**Vorliegender Text**

________________

- Was bedeutet Nichtbeherrschen des Fahrzeugs?
- Ist das Nichtbeherrschen des Fahrzeugs strafbar?
- Mit welchen Strafen ist bei Nichtbeherrschen des Fahrzeugs zu rechnen?
- Lohnt sich eine Einsprache gegen den Strafbefehl?
- Sollte man einen Unfall überhaupt der Polizei melden?
- Fazit: Das Nichtbeherrschen des Fahrzeugs kann hohe Strafen nach sich ziehen
Verkehrsteilnehmer können in der Schweiz des Nichtbeherrschens ihres Fahrzeugs beschuldigt werden. Sie haben die Pflicht, die Fahrweise stets den Strassen-, Verkehrs- und Sichtverhältnissen anzupassen. Versäumnisse können mit Geldbussen oder/und Freiheitsstrafen geahndet werden. Das gilt auch, wenn der Konsum von Drogen, Alkohol oder beeinflussenden Medikamenten das Nichtbeherrschen des Fahrzeugs verursacht hat.

________________

Auszüge aus Datensätzen zur Ortsannotation

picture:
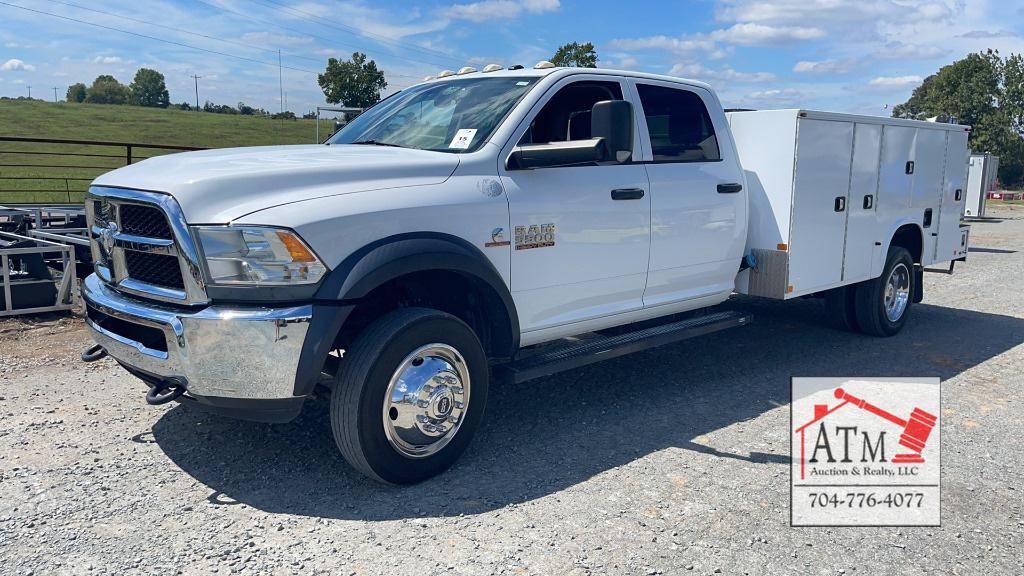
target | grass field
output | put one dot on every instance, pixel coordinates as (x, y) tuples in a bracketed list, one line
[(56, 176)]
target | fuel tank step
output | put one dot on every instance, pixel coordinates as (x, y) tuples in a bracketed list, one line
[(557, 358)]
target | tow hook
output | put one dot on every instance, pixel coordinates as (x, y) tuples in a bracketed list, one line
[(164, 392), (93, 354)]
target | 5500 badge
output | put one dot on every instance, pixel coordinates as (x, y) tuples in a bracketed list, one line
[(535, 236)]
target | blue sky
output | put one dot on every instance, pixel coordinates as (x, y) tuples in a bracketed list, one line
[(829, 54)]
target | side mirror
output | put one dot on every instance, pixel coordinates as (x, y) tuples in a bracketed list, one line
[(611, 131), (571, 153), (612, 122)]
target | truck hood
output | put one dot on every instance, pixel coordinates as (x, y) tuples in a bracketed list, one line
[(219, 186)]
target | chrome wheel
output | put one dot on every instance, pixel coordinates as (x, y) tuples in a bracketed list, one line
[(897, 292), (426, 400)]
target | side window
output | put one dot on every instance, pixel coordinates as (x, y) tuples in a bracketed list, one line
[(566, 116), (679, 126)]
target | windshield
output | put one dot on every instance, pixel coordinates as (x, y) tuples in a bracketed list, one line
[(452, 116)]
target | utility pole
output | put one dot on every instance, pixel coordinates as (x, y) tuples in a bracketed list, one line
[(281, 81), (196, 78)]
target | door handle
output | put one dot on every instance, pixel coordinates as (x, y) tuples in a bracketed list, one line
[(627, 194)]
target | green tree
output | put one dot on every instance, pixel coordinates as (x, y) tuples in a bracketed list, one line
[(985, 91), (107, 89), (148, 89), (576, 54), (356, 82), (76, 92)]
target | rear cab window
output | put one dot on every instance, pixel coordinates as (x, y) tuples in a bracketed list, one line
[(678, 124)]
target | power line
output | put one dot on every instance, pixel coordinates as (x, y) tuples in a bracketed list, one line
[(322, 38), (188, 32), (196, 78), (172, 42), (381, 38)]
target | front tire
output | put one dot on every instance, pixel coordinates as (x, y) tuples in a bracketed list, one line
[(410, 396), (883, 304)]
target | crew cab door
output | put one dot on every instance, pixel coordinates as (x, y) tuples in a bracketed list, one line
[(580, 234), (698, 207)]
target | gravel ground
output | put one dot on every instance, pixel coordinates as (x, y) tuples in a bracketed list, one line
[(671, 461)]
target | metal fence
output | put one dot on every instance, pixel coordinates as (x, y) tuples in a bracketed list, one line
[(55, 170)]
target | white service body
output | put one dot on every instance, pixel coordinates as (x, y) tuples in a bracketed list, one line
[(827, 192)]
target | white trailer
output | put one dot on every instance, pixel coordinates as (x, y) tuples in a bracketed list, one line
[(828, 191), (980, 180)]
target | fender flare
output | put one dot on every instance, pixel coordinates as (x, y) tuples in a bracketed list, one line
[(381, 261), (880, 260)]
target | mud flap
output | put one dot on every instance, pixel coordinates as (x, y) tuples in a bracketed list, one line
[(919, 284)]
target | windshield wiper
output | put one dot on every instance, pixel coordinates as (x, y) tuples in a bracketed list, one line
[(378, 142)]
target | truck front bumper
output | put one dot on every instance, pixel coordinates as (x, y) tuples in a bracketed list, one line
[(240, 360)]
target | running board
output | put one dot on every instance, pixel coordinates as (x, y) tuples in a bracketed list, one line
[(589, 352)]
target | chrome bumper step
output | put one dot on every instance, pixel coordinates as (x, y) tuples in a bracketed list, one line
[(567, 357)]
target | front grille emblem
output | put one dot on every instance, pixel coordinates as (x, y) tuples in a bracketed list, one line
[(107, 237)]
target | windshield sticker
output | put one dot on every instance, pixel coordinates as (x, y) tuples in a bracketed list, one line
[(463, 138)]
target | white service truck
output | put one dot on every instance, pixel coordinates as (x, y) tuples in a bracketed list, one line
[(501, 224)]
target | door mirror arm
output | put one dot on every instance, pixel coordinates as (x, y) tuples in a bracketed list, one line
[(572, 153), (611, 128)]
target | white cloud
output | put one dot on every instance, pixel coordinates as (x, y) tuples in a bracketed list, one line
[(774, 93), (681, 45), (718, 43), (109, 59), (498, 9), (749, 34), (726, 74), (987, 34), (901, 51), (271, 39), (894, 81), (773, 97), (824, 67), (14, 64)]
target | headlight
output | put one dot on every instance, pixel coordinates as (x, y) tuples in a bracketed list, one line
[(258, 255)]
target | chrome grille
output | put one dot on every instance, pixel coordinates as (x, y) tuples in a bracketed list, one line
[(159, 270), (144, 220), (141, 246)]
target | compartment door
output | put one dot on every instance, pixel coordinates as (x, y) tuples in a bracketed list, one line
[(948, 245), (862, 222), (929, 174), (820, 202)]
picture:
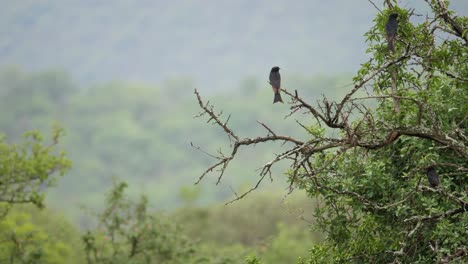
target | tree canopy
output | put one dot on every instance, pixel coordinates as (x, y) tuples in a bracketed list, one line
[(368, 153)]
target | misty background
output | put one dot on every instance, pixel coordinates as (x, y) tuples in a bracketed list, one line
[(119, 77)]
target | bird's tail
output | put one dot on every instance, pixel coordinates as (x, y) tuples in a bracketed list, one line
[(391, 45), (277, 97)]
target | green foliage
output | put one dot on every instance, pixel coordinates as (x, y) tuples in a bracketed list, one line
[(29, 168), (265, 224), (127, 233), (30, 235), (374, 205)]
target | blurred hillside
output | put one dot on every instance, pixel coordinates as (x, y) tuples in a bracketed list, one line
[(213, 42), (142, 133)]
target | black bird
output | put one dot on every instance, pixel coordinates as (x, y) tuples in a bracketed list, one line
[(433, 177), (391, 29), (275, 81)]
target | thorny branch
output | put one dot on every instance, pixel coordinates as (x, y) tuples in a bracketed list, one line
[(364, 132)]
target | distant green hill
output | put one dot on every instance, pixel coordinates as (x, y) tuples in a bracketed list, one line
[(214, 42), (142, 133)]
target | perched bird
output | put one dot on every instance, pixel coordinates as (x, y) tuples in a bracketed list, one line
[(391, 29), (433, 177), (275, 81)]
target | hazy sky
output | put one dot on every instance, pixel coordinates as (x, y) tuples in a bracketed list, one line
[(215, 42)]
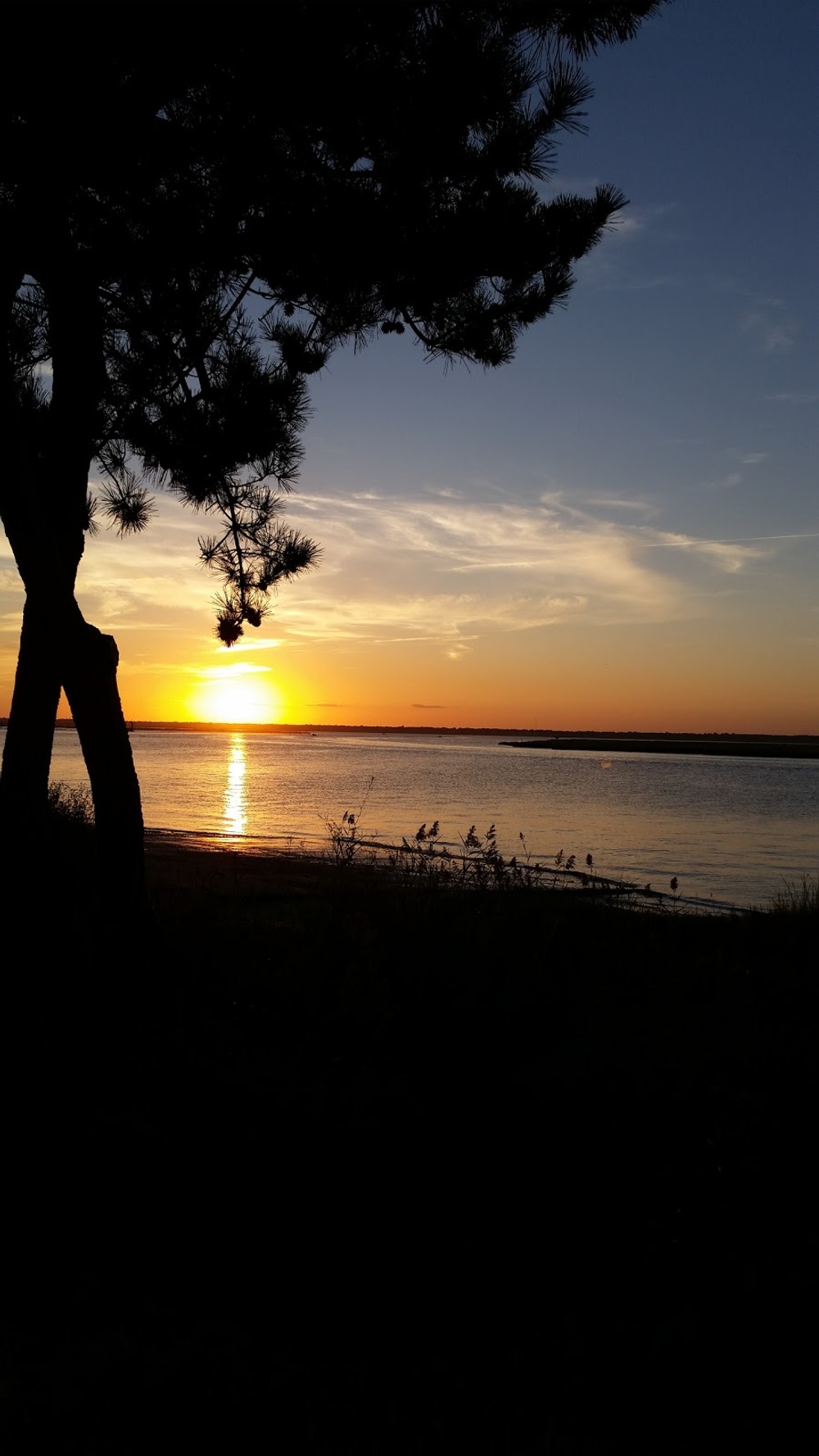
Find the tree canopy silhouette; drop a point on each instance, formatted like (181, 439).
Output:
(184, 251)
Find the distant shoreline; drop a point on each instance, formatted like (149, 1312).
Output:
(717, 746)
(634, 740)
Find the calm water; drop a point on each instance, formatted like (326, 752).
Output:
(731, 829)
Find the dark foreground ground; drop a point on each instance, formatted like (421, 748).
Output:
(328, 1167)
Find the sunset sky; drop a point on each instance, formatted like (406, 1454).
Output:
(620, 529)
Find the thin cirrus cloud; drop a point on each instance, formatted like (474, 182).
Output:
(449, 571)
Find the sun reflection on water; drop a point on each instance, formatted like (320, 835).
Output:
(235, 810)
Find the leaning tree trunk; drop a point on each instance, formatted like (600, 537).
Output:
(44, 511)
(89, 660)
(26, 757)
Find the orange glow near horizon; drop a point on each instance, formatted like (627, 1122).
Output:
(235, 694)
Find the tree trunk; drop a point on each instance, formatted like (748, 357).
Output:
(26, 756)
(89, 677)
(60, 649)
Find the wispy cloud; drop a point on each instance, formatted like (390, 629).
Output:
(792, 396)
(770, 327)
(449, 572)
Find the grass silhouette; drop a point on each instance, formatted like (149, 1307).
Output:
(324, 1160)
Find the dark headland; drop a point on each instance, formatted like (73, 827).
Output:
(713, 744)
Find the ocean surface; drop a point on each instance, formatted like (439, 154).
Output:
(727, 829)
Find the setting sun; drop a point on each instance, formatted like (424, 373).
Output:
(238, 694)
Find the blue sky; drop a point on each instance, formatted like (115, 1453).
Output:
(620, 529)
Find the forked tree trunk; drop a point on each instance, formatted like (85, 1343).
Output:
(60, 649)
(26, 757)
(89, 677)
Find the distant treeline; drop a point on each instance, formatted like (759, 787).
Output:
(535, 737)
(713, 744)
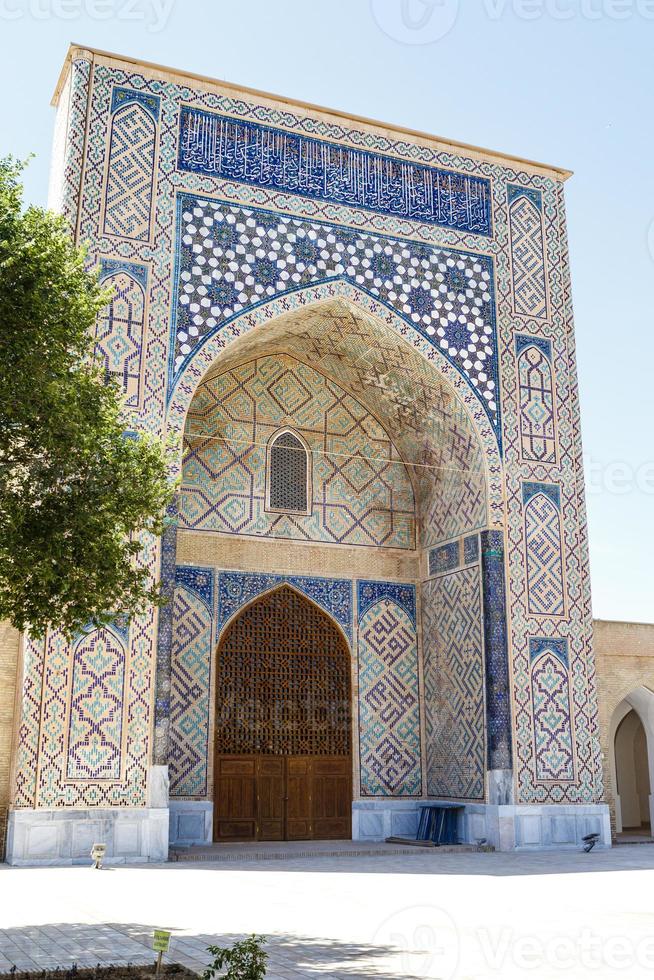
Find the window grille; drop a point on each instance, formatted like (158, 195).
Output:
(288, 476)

________________

**Erforderliche Schritte**
[1] Nennen Sie alle Substanzen, deren Konsum laut dem Text zum Nichtbeherrschen des Fahrzeugs dieses Nichtbeherrschen verursachen kann.
[2] Übernehmen Sie aus dem Text zum Nichtbeherrschen des Fahrzeugs wortgetreu den Abschnitt von "- Was bedeutet" bis einschließlich "der Polizei melden?".

**Erwartete Antworten**
[1] Drogen, Alkohol, beeinflussende Medikamente

[2]
- Was bedeutet Nichtbeherrschen des Fahrzeugs?
- Ist das Nichtbeherrschen des Fahrzeugs strafbar?
- Mit welchen Strafen ist bei Nichtbeherrschen des Fahrzeugs zu rechnen?
- Lohnt sich eine Einsprache gegen den Strafbefehl?
- Sollte man einen Unfall überhaupt der Polizei melden?